What you need to do ->
All entries must be extracted exactly, with nothing added or dropped.

┌────────

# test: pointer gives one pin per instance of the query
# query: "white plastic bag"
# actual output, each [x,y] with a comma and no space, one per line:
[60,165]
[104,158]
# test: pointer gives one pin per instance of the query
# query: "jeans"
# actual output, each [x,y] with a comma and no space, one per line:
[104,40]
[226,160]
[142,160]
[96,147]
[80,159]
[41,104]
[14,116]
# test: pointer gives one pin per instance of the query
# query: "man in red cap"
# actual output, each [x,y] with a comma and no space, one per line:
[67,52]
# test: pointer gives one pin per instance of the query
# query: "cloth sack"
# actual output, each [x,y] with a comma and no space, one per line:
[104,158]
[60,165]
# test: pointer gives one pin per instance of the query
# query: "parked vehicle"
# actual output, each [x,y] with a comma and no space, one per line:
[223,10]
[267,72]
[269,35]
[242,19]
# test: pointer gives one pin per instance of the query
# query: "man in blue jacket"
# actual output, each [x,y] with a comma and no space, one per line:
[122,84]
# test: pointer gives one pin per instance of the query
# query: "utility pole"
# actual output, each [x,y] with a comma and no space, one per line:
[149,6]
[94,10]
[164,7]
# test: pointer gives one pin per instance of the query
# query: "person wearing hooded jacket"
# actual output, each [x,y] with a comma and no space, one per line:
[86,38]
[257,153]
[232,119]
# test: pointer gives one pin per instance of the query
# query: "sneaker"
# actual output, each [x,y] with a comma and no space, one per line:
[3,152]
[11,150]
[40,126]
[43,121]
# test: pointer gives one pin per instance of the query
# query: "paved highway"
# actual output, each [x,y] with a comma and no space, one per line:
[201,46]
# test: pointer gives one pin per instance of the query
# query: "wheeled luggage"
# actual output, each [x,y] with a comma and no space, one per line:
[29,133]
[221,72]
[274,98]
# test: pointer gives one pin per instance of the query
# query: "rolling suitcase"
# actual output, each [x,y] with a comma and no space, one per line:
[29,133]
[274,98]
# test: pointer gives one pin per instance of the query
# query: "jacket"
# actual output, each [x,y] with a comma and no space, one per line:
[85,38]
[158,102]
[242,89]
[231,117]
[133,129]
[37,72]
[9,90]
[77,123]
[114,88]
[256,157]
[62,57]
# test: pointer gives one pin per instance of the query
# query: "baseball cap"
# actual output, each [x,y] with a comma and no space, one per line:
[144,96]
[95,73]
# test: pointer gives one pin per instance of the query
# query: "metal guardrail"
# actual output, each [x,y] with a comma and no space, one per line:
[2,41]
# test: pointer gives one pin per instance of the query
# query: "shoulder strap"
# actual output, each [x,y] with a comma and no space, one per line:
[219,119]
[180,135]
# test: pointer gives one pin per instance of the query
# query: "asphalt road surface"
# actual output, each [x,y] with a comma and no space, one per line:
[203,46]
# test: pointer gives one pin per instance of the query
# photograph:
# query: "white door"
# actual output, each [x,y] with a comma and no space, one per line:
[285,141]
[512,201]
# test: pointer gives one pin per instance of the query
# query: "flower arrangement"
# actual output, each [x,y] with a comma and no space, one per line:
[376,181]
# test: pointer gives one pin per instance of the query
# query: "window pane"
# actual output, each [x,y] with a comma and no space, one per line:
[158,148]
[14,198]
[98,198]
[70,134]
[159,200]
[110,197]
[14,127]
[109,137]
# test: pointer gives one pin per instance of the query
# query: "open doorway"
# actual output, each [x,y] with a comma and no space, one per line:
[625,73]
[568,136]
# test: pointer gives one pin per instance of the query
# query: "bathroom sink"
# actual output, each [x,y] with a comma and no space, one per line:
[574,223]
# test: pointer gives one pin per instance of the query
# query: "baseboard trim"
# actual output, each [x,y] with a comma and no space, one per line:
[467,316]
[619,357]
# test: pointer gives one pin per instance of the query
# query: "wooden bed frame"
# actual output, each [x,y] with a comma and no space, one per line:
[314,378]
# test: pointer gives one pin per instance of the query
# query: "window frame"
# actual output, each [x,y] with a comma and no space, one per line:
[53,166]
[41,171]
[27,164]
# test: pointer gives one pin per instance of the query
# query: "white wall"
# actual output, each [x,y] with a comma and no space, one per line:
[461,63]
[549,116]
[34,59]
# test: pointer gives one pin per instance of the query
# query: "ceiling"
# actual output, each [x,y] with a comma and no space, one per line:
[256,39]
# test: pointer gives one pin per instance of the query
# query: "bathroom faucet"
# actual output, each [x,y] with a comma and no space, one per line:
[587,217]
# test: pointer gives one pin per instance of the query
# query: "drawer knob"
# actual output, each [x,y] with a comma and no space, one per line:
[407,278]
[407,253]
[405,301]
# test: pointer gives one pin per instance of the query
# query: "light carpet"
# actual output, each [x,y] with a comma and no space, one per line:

└────────

In response ->
# test: pointer gives one pin per instance of the query
# query: "white plastic bag"
# actual output, each [x,y] with a comma and no space, one per line:
[60,165]
[104,158]
# test: pointer gives one pin per instance of the query
# query: "jeans"
# actual output, each [x,y] with a comma and no space, one per line:
[104,40]
[226,160]
[142,160]
[96,147]
[80,159]
[41,104]
[14,116]
# test: pointer gives one pin per instance of the query
# query: "man in red cap"
# actual output, each [x,y] with a comma and no space, one per line:
[67,52]
# test: pointer gives one pin per instance of the query
# query: "cloth sack"
# actual output, each [x,y] with a comma and no space, one per line:
[104,158]
[60,165]
# test: pointer gives one pin per instance of the query
# query: "parked vehicle"
# actual output, each [x,y] with a comma and no space, one per line:
[223,10]
[267,72]
[269,35]
[242,19]
# test: pointer gives one pin per instance of the query
# query: "man in blue jacket"
# actual output, each [x,y] with a comma and no space, one per line:
[122,84]
# test: pointer gives one pin per instance of the query
# query: "utility pole"
# actual output, each [x,y] with a comma and no space, one per line:
[149,6]
[94,10]
[164,7]
# test: pointer gives one pin per instance of the query
# query: "person wearing hooded jacket"
# actual output, each [x,y] with a comma and no space, one per line:
[86,38]
[257,153]
[232,119]
# test: pointer gives one pin per instance of the query
# query: "sneaker"
# actual output, each [x,y] with a comma and no space, one per line:
[3,152]
[11,150]
[40,126]
[43,121]
# test: pointer gives one pin per instance of the query
# query: "paved highway"
# actual output, each [x,y] with a comma and no space, one per line:
[201,46]
# test: pointer gives one pin per instance of the query
# query: "wheeled luggage"
# actual output, each [x,y] with a comma and no space, one per line:
[29,133]
[221,72]
[274,98]
# test: pointer gives one pin per instance of the query
# query: "rolling suitcase"
# actual output, each [x,y] with a comma and no space, one per line:
[29,133]
[274,98]
# test: pointer gives one pin per instance of the query
# query: "jacket"
# actual output, each [x,y] with a comma and no space, one per line:
[85,38]
[158,102]
[242,89]
[231,117]
[133,129]
[37,72]
[9,90]
[77,123]
[114,88]
[256,157]
[62,57]
# test: pointer gives one pin per instance of the query
# query: "baseball cap"
# actual output, each [x,y] with a comma and no space, one per line:
[144,96]
[95,73]
# test: pointer gives one pin per instance of the query
# query: "metal guardrail"
# actual output, each [x,y] with a comma and no space, one per line:
[2,41]
# test: pointer gives one pin per instance of the query
# query: "shoulder strap"
# actual output, each [x,y] with a comma and no space, one per line:
[219,119]
[180,135]
# test: pointer gives one pin per instance of the query
# query: "asphalt road surface"
# actual output, each [x,y] with a comma and no space, one per line:
[203,46]
# test: pointer gives one pin per instance of the query
# photograph:
# query: "white door"
# actual output, each [x,y] with a comma and no space, one per line:
[285,141]
[512,201]
# test: pointer gives one pin per instance of the query
# query: "flower arrangement"
# actual output, each [x,y] with a comma and no space, one per line:
[376,181]
# test: pointer gives one pin per instance of the query
# query: "window pane"
# actual output, each [x,y] with a comma and no space, one per line:
[158,148]
[14,198]
[98,198]
[70,134]
[159,200]
[110,197]
[14,127]
[109,137]
# test: pointer gives one pin per instance of the query
# query: "open doorway"
# actual output, each [x,y] with a comma and no space, one per line:
[625,73]
[568,136]
# test: pointer gives one pin per instance of the query
# query: "bathroom sink"
# actual output, each [x,y] with a comma and no space, one per line:
[574,223]
# test: pointer gives one pin per instance of the query
# query: "baseboard trim"
# actual output, each [x,y] with a comma and no space, one per line:
[467,316]
[619,357]
# test: pointer gives one pin per instance of the query
# query: "wooden bed frame"
# actual output, each [x,y] with a comma and no space, one per line:
[314,378]
# test: pointer gives one pin per instance of the query
# query: "window frame"
# actual output, each [x,y] with a comma and no space, one per line:
[53,166]
[41,171]
[27,164]
# test: pointer gives one pin per instance of the query
# query: "white wall"
# actual output, each [x,y] with a comma and no space, one per line:
[461,63]
[549,116]
[34,59]
# test: pointer gives one pin per instance of the query
# query: "ceiling"
# actual output, each [x,y] with a comma and no space, one per line:
[256,39]
# test: pointer gives one pin per instance of the query
# query: "bathroom faucet"
# actual output, each [x,y] with a comma and no space, one per line:
[587,217]
# test: pointer gives one pin per instance of the query
# query: "drawer knob"
# actual output, each [x,y] with a comma and no space, one per line:
[407,278]
[407,253]
[405,301]
# test: pointer gives one pin per instance of the query
# query: "light carpet"
# actual output, each [x,y] with a comma and no space, one per line:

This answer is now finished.